#### [ABOUT THIS TASK]
From the entries below, gather each line containing the word "bare".

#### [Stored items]
··········

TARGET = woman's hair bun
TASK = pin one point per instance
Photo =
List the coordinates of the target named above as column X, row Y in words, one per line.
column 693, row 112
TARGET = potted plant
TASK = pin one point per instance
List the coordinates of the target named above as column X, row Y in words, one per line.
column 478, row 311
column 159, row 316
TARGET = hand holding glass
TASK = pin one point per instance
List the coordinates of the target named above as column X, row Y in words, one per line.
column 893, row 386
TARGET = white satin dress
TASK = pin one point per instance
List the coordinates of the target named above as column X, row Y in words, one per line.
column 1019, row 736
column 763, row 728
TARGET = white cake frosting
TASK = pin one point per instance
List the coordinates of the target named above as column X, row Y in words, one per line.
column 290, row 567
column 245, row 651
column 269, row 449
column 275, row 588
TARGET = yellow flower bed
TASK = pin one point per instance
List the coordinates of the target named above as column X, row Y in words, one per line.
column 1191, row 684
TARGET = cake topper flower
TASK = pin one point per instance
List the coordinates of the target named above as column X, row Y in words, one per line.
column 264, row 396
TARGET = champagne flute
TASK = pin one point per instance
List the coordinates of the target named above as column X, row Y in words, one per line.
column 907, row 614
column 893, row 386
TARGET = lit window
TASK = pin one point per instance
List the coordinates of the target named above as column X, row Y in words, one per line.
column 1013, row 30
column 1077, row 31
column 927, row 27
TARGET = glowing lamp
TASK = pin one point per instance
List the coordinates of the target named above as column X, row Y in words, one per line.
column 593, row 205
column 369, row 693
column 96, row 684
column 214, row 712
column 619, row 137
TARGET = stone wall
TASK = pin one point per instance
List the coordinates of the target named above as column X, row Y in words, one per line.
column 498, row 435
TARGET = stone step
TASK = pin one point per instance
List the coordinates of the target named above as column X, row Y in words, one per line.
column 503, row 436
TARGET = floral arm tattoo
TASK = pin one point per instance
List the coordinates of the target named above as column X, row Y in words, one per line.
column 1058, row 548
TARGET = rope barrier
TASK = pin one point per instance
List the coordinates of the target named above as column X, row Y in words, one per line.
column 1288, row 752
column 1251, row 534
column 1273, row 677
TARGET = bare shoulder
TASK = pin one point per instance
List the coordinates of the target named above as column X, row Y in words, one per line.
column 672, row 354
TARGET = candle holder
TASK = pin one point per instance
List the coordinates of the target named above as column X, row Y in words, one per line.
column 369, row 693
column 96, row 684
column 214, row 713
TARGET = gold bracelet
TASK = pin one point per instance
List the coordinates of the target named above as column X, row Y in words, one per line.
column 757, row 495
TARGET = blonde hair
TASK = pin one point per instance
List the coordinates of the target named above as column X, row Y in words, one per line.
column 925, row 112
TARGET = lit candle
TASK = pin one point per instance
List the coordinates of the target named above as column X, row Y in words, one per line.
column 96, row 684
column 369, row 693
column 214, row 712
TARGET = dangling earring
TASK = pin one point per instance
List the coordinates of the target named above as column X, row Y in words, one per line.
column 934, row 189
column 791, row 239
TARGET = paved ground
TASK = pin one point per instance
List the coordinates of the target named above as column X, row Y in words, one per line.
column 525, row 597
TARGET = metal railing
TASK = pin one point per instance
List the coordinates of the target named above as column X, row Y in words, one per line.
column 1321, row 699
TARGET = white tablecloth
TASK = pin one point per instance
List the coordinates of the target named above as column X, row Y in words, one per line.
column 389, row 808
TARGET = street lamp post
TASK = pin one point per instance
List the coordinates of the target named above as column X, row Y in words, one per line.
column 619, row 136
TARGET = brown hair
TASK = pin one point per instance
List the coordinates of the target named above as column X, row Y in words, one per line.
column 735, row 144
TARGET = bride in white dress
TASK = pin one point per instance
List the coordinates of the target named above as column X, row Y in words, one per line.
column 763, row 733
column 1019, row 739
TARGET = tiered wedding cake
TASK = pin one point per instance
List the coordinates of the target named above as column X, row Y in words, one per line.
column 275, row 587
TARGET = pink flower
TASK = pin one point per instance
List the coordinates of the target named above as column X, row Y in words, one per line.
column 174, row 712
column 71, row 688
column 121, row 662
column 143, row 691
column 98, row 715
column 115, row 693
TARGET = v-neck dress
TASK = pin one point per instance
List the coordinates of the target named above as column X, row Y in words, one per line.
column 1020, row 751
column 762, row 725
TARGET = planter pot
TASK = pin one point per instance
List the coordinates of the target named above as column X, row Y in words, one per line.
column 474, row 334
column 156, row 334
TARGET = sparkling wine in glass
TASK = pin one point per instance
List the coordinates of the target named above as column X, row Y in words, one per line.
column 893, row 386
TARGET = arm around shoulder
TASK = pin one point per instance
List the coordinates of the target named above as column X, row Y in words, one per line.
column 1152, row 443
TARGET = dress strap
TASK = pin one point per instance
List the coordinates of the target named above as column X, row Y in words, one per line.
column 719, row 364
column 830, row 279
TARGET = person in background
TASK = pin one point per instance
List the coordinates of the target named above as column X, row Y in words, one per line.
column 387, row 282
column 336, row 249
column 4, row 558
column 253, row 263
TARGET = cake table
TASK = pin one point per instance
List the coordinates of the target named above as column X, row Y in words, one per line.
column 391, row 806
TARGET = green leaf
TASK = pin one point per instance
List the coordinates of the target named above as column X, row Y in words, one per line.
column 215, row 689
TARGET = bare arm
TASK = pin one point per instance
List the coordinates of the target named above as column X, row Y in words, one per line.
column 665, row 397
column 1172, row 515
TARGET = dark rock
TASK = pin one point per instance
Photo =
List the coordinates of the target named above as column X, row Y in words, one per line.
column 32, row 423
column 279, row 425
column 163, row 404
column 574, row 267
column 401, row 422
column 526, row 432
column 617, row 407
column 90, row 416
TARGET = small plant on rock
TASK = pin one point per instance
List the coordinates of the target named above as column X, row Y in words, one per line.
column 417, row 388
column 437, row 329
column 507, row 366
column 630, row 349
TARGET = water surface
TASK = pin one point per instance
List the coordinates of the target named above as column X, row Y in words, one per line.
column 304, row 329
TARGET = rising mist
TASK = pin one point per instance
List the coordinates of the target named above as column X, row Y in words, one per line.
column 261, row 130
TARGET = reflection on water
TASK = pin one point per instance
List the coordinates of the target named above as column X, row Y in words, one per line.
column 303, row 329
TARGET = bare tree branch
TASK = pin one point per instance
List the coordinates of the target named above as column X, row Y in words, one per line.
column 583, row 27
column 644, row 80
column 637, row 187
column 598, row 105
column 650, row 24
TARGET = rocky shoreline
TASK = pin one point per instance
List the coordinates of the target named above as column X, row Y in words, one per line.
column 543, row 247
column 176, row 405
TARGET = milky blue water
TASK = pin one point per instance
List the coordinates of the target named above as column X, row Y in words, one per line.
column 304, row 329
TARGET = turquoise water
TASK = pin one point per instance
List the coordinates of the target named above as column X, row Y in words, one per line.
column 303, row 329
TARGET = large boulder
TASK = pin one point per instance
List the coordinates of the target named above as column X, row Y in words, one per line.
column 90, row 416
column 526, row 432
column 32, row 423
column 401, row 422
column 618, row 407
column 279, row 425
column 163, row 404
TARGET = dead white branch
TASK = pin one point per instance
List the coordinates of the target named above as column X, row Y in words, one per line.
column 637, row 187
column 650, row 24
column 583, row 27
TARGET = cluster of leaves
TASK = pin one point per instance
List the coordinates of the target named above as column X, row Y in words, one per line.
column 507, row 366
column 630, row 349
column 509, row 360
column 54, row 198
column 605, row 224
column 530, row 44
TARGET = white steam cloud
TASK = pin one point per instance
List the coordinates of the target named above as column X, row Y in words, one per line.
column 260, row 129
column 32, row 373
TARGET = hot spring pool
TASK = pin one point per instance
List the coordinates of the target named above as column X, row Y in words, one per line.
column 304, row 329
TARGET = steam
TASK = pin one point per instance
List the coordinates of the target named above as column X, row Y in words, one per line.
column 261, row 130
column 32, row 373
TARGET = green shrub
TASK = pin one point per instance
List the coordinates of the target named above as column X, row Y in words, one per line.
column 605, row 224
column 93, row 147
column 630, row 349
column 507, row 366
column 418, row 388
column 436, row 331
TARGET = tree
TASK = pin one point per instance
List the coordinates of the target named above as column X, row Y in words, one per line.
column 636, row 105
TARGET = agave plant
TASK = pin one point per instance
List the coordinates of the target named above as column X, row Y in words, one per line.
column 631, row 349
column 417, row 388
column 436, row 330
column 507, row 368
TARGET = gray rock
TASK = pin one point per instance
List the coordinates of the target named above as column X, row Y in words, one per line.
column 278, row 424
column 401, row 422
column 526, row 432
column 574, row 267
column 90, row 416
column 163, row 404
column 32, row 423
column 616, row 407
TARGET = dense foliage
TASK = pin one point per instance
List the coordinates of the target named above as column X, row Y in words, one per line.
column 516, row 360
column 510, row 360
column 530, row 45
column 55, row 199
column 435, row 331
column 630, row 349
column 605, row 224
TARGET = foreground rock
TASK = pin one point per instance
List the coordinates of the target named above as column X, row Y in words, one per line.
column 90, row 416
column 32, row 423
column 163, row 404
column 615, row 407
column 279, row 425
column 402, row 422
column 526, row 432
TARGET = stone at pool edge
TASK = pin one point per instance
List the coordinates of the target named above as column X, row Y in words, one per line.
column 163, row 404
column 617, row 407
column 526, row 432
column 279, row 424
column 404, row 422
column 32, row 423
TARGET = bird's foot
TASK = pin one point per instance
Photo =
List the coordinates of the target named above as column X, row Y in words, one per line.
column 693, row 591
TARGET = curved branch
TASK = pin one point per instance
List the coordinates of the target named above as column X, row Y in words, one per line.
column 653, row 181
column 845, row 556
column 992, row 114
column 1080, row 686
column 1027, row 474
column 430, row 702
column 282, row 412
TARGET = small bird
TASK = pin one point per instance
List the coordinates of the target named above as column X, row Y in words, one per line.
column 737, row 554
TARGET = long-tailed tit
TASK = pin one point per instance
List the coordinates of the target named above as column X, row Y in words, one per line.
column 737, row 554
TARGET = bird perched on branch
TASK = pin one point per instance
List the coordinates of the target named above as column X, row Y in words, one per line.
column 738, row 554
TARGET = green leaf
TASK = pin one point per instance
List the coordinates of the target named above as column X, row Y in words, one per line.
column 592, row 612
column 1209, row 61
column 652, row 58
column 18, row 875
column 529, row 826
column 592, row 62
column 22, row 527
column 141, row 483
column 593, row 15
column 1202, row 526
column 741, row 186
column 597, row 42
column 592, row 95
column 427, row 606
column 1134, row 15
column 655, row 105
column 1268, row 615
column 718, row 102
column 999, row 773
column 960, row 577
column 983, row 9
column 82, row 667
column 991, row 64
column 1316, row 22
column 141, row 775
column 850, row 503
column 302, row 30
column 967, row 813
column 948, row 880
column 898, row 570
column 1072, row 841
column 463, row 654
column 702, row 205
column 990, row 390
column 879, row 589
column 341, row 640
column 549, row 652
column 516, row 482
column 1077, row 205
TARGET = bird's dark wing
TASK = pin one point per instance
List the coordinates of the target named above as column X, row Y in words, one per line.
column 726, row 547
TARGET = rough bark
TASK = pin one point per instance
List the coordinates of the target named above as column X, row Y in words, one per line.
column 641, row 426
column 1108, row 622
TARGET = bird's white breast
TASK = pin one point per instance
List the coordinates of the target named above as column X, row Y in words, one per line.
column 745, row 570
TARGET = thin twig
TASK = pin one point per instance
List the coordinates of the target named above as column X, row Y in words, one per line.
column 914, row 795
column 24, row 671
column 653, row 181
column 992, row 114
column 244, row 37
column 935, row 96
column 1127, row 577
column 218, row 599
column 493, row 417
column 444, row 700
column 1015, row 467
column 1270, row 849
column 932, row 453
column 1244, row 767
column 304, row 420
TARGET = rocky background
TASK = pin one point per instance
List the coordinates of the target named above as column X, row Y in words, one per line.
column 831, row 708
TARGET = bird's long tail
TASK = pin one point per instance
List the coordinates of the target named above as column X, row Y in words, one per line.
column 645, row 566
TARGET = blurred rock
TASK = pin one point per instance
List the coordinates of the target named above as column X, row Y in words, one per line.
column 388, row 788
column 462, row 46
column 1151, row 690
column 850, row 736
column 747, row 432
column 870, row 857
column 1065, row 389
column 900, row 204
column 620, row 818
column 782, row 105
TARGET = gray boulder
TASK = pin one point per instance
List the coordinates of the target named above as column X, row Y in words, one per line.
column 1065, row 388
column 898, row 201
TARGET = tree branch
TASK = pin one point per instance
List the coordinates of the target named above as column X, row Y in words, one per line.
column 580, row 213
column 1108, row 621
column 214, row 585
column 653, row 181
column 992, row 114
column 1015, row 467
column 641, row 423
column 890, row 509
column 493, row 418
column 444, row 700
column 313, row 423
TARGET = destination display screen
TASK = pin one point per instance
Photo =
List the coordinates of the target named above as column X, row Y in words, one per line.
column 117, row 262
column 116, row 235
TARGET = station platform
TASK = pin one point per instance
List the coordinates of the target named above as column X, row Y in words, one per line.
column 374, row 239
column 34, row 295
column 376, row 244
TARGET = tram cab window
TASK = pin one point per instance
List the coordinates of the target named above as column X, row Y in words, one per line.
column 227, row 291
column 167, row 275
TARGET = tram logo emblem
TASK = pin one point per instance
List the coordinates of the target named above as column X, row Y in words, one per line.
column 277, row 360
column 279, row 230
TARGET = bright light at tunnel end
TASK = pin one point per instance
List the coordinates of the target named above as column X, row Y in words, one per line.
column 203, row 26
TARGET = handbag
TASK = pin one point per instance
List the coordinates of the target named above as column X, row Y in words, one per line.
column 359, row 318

··········

#### [WRITTEN RESPONSE]
TARGET = bare shoulder
TARGET = bare arm
TARGET = bare tree branch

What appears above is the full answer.